Lines containing the word "bush" are the ones to copy from the records below.

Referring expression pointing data
- - -
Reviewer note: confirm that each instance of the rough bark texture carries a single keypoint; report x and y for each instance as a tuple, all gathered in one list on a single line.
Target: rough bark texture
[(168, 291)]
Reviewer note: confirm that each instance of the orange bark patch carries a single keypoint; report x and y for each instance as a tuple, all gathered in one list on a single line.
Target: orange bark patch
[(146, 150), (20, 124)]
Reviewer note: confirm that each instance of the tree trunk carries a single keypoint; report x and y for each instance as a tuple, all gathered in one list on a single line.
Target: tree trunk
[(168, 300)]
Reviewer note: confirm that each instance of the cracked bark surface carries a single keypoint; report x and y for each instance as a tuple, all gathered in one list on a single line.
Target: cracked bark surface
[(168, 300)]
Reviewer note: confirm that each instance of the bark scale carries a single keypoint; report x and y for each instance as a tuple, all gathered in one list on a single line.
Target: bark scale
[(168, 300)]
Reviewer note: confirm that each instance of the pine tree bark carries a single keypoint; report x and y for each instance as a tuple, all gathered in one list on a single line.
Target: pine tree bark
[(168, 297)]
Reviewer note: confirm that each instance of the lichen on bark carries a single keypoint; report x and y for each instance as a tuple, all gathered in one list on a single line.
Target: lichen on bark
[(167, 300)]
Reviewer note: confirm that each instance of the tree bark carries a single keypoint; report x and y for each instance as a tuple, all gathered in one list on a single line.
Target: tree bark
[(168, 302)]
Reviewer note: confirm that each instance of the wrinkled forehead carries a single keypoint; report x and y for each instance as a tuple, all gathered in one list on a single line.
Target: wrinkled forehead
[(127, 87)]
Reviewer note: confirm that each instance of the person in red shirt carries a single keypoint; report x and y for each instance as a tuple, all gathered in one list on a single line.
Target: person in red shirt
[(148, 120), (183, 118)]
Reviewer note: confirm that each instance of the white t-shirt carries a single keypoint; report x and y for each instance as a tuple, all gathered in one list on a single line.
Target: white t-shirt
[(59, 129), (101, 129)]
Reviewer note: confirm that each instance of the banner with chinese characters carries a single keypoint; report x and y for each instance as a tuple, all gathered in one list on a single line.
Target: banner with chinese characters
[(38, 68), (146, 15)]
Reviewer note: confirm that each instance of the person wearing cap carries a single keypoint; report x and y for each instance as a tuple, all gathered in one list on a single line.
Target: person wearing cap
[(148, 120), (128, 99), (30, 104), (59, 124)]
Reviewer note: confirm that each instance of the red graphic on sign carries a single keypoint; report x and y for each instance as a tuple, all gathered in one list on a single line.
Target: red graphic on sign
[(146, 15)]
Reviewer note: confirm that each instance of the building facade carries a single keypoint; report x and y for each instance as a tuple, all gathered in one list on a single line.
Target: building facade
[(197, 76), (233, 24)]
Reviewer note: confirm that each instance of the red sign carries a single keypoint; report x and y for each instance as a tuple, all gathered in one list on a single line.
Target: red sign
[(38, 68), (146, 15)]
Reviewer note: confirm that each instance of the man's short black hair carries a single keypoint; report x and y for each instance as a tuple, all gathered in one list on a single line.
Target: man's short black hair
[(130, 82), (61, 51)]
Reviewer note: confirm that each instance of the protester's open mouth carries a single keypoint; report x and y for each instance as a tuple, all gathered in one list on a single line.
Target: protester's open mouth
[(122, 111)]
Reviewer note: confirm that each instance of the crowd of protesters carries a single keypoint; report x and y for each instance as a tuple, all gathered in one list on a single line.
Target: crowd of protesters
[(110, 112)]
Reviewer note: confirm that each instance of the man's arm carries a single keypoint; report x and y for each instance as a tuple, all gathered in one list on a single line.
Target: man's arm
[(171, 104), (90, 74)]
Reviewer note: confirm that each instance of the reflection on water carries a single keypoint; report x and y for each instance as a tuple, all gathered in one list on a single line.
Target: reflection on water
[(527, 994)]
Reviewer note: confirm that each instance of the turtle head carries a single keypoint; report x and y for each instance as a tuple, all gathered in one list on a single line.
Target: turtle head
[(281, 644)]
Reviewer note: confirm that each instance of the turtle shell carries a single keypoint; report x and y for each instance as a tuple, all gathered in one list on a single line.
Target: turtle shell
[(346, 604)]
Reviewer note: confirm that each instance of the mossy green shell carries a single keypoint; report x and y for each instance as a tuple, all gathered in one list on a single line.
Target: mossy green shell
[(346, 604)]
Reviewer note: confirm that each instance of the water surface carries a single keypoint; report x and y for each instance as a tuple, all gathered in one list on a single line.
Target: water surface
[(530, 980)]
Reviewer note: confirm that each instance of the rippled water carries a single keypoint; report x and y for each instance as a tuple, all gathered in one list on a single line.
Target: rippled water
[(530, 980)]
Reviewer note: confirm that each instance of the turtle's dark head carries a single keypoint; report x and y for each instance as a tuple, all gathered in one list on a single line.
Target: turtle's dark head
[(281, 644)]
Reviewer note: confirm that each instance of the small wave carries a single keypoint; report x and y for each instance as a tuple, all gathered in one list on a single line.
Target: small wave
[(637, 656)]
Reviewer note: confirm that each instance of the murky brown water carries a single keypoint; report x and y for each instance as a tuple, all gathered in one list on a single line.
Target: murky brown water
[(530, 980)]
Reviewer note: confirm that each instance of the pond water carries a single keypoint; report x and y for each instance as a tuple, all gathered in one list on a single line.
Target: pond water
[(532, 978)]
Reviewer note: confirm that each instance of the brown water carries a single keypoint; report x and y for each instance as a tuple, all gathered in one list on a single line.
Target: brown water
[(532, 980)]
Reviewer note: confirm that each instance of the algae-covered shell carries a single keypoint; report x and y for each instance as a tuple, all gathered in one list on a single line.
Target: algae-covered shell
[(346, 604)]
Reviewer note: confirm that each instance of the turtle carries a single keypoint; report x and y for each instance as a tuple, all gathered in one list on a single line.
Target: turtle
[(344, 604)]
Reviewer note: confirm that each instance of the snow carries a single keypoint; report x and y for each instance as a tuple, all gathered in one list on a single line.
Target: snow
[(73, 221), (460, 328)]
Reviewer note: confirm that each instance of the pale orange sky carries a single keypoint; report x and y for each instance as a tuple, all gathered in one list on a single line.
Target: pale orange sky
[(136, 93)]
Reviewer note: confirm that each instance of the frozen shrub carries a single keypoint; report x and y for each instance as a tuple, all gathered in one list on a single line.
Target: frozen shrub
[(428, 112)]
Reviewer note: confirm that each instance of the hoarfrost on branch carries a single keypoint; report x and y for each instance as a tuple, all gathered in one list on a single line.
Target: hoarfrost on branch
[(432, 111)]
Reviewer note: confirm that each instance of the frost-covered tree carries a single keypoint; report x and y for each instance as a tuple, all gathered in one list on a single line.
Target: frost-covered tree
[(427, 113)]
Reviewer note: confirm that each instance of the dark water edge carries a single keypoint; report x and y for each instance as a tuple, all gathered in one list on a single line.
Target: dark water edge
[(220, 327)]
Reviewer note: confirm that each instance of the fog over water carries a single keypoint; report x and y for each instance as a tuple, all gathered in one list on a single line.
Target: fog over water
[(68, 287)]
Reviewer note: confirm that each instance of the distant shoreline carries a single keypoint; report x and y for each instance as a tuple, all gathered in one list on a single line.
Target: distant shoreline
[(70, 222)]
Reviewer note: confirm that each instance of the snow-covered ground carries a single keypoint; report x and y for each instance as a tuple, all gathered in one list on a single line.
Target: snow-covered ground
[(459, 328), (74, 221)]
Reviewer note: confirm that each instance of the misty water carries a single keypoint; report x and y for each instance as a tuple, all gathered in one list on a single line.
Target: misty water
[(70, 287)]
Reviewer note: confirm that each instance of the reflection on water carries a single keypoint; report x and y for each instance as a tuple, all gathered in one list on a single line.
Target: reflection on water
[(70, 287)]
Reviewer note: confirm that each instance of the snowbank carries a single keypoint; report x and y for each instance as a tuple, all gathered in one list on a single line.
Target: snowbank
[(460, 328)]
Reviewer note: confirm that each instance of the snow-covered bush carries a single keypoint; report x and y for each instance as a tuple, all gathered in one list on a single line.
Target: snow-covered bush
- - -
OUTPUT FOR THIS TASK
Reviewer note: confirm that each instance of the snow-covered bush carries a single keypoint; report x and y for each instance as a tuple, all gathered in one list on a single line.
Target: snow-covered bush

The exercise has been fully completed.